• **CHALLENGE**
Find every line in the material below that contains the string "dirt", and copy each one. Matching is case-sensitive.

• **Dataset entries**
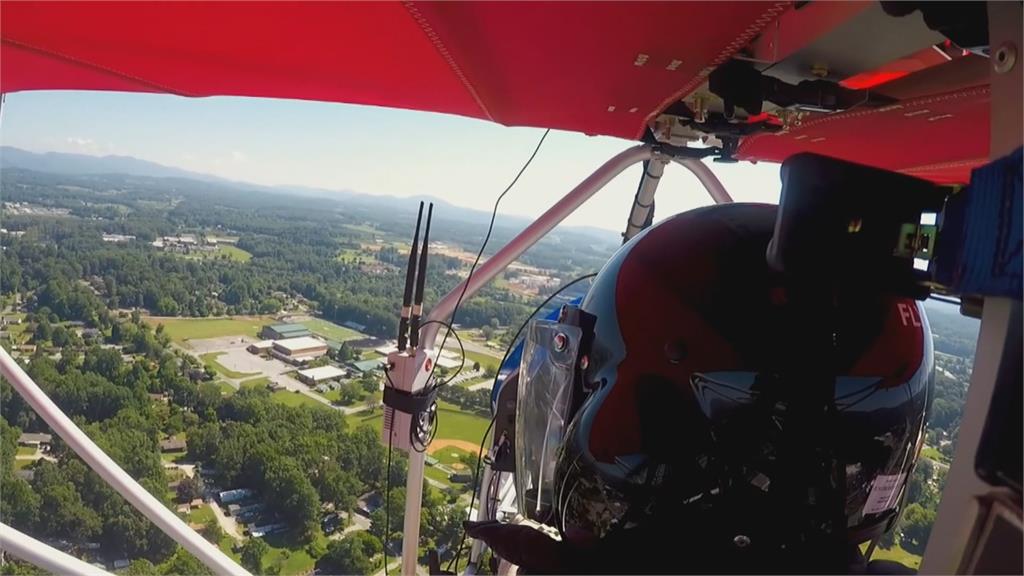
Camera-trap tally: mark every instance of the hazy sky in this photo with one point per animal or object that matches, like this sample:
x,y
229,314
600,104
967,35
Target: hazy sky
x,y
364,149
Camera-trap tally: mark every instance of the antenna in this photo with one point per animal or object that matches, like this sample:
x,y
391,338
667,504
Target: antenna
x,y
421,278
407,298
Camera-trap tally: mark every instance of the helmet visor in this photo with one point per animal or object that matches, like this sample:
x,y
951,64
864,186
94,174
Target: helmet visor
x,y
546,375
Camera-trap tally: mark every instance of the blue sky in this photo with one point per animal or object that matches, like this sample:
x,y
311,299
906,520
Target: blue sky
x,y
364,149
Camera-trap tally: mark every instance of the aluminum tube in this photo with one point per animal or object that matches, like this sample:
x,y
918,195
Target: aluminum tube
x,y
534,233
707,177
47,558
113,475
643,203
414,501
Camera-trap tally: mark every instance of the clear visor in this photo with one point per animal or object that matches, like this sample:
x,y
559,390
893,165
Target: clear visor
x,y
546,373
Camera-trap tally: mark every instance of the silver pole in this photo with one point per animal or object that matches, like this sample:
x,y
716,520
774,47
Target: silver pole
x,y
113,475
707,177
38,553
534,233
644,202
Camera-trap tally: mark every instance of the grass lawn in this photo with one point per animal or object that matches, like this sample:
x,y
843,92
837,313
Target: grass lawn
x,y
296,399
172,456
210,359
202,515
258,382
474,381
454,423
450,456
438,476
183,329
483,359
899,554
332,331
287,554
233,252
933,453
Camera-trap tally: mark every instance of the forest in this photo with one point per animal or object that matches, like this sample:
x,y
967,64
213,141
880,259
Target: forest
x,y
294,247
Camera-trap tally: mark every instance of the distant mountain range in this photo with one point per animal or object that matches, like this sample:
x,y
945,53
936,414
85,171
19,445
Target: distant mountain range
x,y
64,163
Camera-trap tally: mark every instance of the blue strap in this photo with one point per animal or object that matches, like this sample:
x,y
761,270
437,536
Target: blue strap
x,y
980,240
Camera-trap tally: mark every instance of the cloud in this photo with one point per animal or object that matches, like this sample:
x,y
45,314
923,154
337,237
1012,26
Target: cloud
x,y
82,145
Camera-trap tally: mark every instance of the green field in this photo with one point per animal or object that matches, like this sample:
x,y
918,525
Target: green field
x,y
450,456
172,456
437,475
287,556
932,453
453,423
184,329
210,360
296,399
201,515
899,554
483,359
332,331
258,382
233,252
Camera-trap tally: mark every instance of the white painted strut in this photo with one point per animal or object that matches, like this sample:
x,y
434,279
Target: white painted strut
x,y
44,557
113,475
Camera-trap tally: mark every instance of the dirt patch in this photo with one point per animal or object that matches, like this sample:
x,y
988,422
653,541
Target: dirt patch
x,y
442,443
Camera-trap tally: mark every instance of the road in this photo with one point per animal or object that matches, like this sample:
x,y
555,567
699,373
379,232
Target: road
x,y
466,375
226,524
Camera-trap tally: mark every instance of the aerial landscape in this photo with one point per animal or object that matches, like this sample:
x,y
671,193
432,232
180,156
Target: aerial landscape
x,y
222,342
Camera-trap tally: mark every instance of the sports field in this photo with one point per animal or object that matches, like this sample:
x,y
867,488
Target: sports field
x,y
183,329
454,424
331,330
210,360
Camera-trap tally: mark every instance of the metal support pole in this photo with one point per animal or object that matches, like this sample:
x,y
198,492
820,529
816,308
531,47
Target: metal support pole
x,y
534,233
414,501
47,558
113,475
998,342
707,177
643,204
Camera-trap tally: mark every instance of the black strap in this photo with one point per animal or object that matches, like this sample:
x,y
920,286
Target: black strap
x,y
408,402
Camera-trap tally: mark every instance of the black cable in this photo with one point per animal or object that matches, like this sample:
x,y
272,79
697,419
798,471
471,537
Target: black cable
x,y
387,496
486,238
462,351
508,352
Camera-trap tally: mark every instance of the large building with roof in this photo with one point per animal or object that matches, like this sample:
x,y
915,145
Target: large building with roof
x,y
297,351
320,374
284,331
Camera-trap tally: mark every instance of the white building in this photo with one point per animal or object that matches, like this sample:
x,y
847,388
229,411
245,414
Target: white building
x,y
299,350
313,376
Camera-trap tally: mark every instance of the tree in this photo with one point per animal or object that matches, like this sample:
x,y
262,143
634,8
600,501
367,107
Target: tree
x,y
167,306
211,531
915,527
345,557
19,503
252,554
189,489
140,567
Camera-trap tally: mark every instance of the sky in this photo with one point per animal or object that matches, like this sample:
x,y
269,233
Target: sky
x,y
363,149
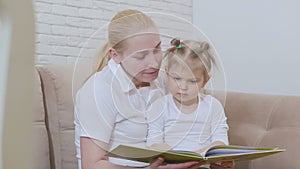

• **EXERCISE OUTPUT**
Camera-trap tally: mark every instance of the dirt patch in this photo with one point per animal or object that matches, like this sample:
Target: dirt patch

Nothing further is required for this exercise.